## Kutipan Teks
▼

Sementara itu menurut Data Komposisi Pangan Indonesia, komposisi nilai gizi dalam 100 gram tempe yaitu; air, energi, protein, lemak, karbohidrat, serat, abu, kalsium, fosfor, besi, natrium, kalium, tembaga, seng, beta karoten, thiamin, riboflavin, dan niasin.
Melihat begitu lengkap dan bermanfaatnya kandungan gizi dalam tempe sudah seharusnya kita sebagai orang Indonesia tidak hanya bangga tapi memanfaatkan warisan kuliner dan kearifan lokal tersebut yang dapat menjadi kekuatan dan potensial menguntungkan sebagai sebuah bangsa.
Kita bangga mempunyai warisan tempe tapi kebijakan pada petani dan perajin diabaikan. Kita bangga punya tempe tapi tidak ada langkah strategis yang komprehensif dan berkesinambungan agar dunia mengonsumsi tempe dan kita menjadi produsen tempe terbesar untuk pasar dunia.

▲

## Butir Tugas 1
Ubah bagian kutipan tentang tempe yang diawali kata-kata "Melihat begitu lengkap" dan diakhiri "untuk pasar dunia." dengan mengganti "bangga" menjadi "bahagia", lalu tuliskan kembali bagian itu.
## Butir Tugas 2
Tentukan apakah setiap pernyataan berikut sesuai dengan kutipan tentang tempe, lalu jawab ya atau tidak disertai kata-kata penentu dari kutipan itu. (a) Menurut Data Komposisi Pangan Indonesia, tempe mengandung seng. (b) Komposisi nilai gizi yang disebutkan berlaku untuk 200 gram tempe. (c) Kebijakan pada petani dan perajin disebut diabaikan.

## Kumpulan Data

▼

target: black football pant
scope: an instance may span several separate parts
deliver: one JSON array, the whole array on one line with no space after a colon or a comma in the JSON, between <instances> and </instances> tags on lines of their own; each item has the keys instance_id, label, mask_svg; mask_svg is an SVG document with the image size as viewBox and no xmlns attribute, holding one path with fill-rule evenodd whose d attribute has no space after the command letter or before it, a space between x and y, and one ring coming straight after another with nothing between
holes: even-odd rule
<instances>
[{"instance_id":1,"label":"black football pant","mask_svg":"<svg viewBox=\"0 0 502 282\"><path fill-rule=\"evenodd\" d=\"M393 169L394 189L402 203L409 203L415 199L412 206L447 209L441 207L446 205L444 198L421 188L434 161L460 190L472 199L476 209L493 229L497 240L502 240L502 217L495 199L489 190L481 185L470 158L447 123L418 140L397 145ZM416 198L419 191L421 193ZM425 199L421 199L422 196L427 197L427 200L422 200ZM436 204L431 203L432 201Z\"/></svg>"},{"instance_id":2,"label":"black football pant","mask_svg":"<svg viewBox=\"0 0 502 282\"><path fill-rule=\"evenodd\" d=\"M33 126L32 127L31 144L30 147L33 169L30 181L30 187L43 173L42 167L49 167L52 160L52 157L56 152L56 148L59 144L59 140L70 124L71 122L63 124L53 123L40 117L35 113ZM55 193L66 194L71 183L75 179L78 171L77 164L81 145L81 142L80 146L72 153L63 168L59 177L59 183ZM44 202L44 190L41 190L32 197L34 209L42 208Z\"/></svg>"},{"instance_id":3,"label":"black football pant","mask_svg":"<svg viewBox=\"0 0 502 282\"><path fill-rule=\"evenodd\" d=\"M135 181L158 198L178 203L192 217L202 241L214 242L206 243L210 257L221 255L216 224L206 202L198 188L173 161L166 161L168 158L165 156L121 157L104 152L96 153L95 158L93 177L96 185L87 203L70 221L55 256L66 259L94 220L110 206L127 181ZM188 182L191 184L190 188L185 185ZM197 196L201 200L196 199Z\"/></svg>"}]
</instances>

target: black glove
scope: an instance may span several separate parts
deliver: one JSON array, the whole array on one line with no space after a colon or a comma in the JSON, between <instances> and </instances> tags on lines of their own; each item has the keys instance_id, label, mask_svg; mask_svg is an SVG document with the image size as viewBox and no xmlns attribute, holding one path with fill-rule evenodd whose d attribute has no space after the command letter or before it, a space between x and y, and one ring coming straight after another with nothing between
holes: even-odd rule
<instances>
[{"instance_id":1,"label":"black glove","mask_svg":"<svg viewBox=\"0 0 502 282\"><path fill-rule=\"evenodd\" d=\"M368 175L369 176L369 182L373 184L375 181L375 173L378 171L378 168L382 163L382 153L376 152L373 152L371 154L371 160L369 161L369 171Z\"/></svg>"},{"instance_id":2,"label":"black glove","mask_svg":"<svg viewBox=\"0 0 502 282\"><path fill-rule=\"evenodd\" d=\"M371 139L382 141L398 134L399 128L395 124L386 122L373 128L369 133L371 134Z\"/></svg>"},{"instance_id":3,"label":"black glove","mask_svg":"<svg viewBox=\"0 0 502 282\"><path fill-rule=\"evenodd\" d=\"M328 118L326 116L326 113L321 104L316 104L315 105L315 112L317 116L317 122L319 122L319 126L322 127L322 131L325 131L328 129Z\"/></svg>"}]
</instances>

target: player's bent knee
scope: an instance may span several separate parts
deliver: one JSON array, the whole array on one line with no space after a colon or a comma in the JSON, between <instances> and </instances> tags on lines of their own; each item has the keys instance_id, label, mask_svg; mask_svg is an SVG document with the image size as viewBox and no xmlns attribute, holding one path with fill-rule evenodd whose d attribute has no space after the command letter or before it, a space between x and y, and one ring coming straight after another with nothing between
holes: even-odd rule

▲

## Keluaran yang Diharapkan 1
Melihat begitu lengkap dan bermanfaatnya kandungan gizi dalam tempe sudah seharusnya kita sebagai orang Indonesia tidak hanya bahagia tapi memanfaatkan warisan kuliner dan kearifan lokal tersebut yang dapat menjadi kekuatan dan potensial menguntungkan sebagai sebuah bangsa.
Kita bahagia mempunyai warisan tempe tapi kebijakan pada petani dan perajin diabaikan. Kita bahagia punya tempe tapi tidak ada langkah strategis yang komprehensif dan berkesinambungan agar dunia mengonsumsi tempe dan kita menjadi produsen tempe terbesar untuk pasar dunia.

## Keluaran yang Diharapkan 2
(a) Ya: "tembaga, seng, beta karoten".
(b) Tidak: "komposisi nilai gizi dalam 100 gram tempe".
(c) Ya: "kebijakan pada petani dan perajin diabaikan".